* _Required work_:
Please show, copied in full, every line below that contains the word "placed".

(Material to process)

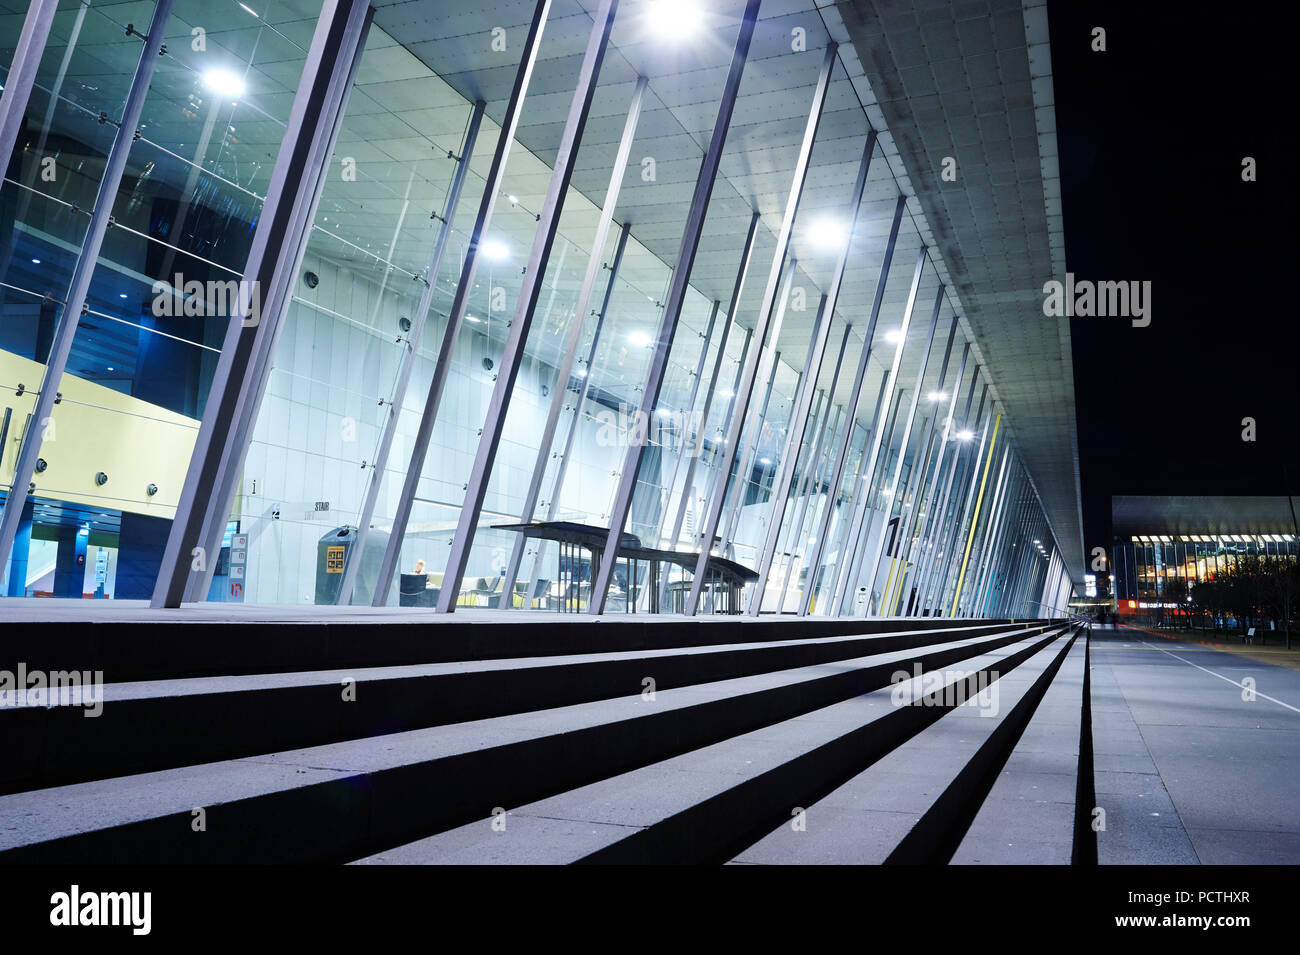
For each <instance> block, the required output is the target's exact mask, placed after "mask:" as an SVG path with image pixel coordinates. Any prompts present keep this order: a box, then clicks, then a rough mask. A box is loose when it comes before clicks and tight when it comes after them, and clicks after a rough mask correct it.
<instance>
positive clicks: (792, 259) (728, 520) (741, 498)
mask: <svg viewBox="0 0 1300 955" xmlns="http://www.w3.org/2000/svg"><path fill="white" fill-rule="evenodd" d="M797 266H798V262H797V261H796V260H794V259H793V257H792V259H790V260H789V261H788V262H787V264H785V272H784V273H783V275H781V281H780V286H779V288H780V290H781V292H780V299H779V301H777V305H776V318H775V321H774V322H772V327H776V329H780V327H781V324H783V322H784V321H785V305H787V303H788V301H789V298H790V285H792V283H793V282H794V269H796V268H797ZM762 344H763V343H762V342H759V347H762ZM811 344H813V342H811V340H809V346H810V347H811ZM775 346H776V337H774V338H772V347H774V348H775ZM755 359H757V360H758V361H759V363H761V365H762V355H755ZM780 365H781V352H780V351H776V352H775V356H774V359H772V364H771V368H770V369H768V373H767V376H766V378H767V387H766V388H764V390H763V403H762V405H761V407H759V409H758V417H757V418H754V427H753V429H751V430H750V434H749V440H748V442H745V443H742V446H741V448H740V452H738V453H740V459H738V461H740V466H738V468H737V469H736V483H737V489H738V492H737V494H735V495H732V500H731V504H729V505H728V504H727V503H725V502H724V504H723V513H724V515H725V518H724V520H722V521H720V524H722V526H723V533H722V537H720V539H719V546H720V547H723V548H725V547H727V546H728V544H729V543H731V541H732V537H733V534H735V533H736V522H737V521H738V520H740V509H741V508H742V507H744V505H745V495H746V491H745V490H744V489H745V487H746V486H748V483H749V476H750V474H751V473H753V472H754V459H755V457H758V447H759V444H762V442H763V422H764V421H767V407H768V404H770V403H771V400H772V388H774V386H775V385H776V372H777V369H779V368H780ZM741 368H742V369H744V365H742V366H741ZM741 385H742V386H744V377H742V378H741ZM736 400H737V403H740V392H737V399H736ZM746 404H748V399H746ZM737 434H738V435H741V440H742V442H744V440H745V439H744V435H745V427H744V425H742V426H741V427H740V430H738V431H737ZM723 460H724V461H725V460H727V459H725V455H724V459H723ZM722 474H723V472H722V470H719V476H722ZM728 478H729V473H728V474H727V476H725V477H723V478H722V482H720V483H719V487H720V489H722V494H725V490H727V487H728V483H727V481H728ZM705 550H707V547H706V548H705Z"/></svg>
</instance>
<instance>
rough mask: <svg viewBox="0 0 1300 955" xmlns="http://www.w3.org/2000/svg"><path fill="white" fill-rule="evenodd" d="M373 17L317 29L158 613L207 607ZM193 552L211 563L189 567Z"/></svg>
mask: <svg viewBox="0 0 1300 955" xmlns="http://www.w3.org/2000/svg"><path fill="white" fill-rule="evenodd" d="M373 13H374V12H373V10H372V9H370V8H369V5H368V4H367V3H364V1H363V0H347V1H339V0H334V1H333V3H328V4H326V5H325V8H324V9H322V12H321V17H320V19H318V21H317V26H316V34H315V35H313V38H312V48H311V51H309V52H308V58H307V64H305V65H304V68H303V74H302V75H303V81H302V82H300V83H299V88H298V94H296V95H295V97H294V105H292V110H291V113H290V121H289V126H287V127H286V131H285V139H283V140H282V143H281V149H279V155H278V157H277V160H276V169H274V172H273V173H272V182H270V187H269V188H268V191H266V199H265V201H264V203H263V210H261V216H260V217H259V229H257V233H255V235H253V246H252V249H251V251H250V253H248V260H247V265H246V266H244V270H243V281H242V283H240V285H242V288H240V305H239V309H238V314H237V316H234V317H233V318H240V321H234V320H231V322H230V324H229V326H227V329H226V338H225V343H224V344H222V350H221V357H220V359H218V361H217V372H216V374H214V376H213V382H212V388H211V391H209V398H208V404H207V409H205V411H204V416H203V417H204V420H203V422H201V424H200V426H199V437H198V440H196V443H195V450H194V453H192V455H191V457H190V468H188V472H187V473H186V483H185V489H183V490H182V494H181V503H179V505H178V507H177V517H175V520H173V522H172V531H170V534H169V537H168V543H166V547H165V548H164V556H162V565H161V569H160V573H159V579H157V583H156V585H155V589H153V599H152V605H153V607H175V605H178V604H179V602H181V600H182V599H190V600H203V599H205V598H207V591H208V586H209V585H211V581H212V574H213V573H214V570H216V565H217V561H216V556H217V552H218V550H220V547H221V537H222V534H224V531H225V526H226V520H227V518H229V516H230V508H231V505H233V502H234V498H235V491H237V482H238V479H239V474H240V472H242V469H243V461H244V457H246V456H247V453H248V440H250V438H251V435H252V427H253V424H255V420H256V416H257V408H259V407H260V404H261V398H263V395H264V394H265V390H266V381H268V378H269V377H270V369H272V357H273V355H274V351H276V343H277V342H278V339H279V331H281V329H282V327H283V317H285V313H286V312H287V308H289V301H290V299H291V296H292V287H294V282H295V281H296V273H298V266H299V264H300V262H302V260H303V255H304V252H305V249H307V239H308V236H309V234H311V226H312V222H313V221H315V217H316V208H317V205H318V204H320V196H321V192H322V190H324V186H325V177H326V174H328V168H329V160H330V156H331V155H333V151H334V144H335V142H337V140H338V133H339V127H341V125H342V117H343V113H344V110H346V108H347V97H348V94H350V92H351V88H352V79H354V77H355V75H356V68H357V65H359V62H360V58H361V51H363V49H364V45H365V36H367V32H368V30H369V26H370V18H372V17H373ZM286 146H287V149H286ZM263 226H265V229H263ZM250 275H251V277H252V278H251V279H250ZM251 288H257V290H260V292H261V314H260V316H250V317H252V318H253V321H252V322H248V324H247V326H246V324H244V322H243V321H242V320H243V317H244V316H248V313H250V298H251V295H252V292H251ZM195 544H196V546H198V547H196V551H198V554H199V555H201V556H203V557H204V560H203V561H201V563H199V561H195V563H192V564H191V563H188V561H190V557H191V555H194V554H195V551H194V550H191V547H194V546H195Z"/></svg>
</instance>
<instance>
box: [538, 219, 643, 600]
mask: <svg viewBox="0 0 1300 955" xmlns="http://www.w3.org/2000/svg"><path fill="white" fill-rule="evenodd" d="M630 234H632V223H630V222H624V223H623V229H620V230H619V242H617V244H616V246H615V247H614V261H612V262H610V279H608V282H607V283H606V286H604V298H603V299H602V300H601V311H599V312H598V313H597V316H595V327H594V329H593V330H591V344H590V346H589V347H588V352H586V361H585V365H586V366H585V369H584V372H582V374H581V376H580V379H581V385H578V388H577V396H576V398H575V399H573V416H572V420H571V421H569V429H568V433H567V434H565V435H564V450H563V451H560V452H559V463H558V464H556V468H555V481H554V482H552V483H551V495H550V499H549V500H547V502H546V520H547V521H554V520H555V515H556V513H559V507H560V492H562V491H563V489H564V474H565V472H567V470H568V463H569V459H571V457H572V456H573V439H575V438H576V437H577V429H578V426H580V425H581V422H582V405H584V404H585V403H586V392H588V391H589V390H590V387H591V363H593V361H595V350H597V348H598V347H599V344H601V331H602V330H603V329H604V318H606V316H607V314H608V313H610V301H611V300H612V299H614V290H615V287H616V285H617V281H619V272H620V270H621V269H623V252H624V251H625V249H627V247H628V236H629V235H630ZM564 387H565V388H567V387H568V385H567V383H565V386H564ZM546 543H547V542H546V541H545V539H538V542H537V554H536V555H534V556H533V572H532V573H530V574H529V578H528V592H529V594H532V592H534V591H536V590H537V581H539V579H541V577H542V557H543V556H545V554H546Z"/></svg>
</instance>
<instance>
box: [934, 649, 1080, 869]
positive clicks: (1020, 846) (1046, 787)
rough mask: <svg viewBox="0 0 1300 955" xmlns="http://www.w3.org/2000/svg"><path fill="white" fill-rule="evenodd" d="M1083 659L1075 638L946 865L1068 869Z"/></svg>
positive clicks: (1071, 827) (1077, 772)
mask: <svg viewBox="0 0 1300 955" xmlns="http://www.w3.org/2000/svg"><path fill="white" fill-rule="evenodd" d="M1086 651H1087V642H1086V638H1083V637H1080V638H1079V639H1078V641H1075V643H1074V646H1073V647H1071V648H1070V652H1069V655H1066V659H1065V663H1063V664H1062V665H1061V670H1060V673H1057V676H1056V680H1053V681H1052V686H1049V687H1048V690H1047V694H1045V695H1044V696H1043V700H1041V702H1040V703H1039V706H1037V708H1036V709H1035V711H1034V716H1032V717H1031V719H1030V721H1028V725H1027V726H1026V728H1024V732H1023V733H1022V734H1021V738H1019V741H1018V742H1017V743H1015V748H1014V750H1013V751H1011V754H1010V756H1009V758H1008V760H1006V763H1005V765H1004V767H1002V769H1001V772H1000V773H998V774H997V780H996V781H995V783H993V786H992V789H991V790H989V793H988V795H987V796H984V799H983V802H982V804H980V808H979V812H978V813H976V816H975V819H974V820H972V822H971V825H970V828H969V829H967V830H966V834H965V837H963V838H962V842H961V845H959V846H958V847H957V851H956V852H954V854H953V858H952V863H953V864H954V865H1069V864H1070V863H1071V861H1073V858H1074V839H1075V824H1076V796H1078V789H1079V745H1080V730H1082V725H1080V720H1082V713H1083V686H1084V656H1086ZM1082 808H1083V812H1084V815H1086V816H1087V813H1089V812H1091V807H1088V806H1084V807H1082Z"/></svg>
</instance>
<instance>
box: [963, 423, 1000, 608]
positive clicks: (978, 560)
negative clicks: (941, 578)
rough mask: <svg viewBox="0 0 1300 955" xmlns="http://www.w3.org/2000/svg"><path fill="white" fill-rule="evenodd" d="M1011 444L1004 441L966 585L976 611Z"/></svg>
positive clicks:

(End Material to process)
(Material to process)

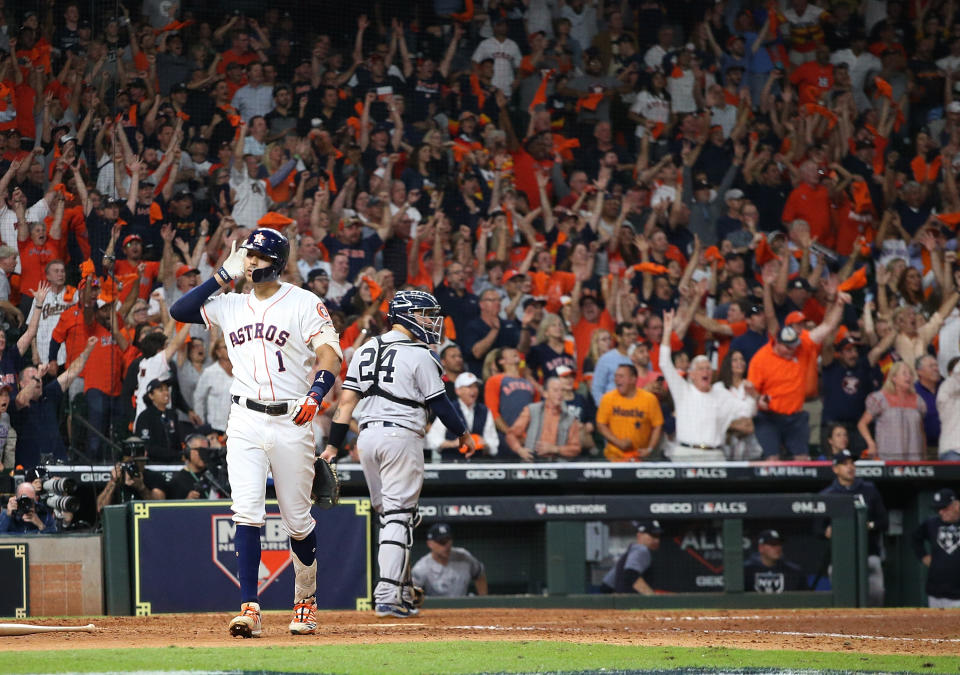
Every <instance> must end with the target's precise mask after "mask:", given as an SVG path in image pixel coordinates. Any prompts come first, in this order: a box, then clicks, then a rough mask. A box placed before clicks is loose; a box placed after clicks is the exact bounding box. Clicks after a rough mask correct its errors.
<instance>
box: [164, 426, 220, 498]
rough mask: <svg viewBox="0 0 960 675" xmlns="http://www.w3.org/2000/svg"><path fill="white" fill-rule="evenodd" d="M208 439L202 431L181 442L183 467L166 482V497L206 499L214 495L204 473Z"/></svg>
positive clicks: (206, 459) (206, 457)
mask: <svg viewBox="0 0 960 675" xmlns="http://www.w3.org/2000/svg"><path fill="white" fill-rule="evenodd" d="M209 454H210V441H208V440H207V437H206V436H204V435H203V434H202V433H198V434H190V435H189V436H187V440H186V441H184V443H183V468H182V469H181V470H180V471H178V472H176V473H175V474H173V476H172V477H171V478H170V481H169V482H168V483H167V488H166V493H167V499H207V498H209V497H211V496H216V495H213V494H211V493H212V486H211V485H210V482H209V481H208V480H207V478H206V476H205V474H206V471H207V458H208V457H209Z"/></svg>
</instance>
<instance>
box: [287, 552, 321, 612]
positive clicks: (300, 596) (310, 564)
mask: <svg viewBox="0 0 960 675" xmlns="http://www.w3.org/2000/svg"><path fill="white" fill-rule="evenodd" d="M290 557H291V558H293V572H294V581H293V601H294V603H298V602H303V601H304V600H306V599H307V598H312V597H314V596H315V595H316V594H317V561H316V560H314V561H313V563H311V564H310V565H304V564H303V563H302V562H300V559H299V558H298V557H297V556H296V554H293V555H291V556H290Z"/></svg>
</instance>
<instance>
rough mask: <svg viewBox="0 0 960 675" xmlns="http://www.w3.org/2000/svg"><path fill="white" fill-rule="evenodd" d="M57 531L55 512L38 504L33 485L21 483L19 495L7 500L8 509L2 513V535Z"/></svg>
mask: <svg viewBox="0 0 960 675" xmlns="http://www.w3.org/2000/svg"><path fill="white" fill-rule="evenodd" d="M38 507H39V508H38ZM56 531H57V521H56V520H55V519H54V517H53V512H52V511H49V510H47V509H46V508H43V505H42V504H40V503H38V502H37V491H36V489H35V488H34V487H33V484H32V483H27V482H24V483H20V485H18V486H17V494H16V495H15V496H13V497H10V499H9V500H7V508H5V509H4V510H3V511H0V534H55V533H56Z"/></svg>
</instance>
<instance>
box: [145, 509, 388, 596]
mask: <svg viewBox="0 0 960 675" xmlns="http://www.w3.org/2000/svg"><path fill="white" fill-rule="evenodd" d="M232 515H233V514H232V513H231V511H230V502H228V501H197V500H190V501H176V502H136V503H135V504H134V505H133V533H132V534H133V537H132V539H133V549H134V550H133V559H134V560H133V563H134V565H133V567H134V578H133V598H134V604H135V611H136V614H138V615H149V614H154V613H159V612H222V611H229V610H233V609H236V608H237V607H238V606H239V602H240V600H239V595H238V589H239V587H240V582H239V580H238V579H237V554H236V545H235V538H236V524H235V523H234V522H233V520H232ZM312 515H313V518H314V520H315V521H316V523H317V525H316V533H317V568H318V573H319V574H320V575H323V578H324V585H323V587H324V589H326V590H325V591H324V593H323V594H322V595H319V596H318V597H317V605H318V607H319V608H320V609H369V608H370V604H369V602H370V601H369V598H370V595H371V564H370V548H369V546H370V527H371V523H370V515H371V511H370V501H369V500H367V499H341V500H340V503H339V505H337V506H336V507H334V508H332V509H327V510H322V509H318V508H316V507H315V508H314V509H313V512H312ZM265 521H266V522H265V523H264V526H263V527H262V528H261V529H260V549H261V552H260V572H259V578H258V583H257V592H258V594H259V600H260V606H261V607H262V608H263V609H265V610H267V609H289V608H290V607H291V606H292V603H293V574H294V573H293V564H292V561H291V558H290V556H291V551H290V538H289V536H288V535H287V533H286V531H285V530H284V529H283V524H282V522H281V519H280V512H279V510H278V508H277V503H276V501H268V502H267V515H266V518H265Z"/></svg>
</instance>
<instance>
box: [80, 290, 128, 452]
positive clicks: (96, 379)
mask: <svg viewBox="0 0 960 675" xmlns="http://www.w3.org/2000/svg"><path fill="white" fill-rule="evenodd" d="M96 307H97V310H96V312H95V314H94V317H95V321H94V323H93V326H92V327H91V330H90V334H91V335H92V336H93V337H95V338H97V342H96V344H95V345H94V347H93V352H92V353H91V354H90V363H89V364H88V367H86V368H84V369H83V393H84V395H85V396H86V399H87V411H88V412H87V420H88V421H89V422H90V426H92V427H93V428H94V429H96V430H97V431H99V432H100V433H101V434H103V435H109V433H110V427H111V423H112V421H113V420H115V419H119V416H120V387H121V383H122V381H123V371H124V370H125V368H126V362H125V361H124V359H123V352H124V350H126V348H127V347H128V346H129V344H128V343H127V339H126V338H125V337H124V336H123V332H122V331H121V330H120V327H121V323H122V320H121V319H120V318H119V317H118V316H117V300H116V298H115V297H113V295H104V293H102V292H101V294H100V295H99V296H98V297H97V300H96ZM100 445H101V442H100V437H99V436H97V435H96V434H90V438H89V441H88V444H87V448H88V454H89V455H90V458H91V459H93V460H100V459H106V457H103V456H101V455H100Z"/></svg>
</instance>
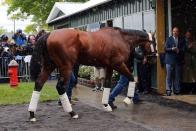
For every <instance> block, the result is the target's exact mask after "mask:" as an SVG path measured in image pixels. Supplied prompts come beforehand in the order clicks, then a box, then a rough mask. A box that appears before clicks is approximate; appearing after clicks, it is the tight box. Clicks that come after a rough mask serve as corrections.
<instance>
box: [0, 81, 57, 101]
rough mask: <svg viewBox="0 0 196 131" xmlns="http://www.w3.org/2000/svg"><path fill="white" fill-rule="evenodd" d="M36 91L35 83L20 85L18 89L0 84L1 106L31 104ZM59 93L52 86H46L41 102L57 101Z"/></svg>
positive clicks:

(End Material to process)

* _Written response_:
For each <instance> block, the required output is the target's exact mask, placed after "mask:" as an SVG path with image pixel coordinates. Any prompts present keep this order: a box, then clicks, then a rough mask. A box is loose when it comes before clicks and tight when it comes after them, and clicks after a rough mask correct it.
Every <instance> must end with the target's precise mask after "mask:", given as an SVG path in image pixel coordinates. Any prompts come first, in this order: a box, then clicks, then a rough mask. A box placed before clicks is loose; a box placed after clicks is the exact bounding box. Clicks after a rough mask correct its errors.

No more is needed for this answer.